What this task involves: Could you output every line of the entries below as a numbered list, skipping the blank lines?

◆ ◆ ◆ ◆

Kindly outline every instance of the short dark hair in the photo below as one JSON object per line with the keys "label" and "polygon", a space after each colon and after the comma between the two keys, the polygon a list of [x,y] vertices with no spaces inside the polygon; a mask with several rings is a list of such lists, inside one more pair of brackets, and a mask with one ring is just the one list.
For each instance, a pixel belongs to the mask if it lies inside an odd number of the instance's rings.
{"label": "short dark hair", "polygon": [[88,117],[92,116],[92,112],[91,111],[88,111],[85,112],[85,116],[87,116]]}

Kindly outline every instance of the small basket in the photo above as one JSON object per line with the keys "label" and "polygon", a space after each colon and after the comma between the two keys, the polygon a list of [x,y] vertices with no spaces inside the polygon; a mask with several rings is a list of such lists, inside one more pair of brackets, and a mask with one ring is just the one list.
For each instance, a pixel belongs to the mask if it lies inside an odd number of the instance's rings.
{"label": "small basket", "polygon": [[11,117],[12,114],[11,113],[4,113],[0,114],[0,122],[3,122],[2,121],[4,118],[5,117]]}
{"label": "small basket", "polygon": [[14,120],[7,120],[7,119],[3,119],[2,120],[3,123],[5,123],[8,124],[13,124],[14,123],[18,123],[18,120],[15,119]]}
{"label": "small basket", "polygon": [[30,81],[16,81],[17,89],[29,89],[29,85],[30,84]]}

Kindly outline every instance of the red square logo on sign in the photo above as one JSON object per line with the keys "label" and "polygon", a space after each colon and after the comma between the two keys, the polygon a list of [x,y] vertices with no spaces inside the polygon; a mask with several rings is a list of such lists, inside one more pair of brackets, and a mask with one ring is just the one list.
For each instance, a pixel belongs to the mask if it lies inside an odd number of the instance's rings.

◆ ◆ ◆ ◆

Correct response:
1. Kindly outline every instance of the short dark hair in the photo below as one JSON object per line with the keys "label" and "polygon", a space after each colon and after the comma between the two keys, the polygon a list of [x,y] vertices with no spaces inside the polygon; a mask with several rings is a list of such lists, inside one more pair of brackets, and a mask with one ring is just the one list.
2. For each instance, a pixel belongs to the mask if it lies inside an odd number of the instance's rings.
3. {"label": "short dark hair", "polygon": [[88,117],[92,116],[92,112],[91,111],[88,111],[85,112],[85,116],[87,116]]}
4. Kindly outline every instance of the small basket in the photo above as one JSON object per line with the keys "label" and "polygon", a space after each colon and after the comma between the two keys, the polygon a list of [x,y] vertices with no spaces inside the polygon; a mask with several rings is a list of such lists, inside one more pair of brackets, and a mask with one ring is just the one list.
5. For each instance, a pixel belongs to the mask if it lies inside an odd number of the instance's rings.
6. {"label": "small basket", "polygon": [[11,117],[12,114],[11,113],[4,113],[0,114],[0,122],[3,122],[2,121],[4,118],[5,117]]}
7. {"label": "small basket", "polygon": [[14,120],[7,120],[7,119],[3,119],[2,120],[3,123],[5,123],[8,124],[13,124],[14,123],[18,123],[18,120],[15,119]]}
8. {"label": "small basket", "polygon": [[30,81],[16,81],[17,89],[29,89],[29,85],[30,84]]}
9. Kindly outline every instance of the red square logo on sign in the photo above as one JSON object per line with the keys "label" and "polygon", a space after each colon and after the comma between the two keys, the polygon a list of [x,y] vertices with no spaces inside the polygon; a mask with several rings is a list of such lists, inside one more pair of brackets, and a mask with one ring is just the one list.
10. For each instance, a pixel belongs to the mask if it lies inside an odd number of the instance's rings.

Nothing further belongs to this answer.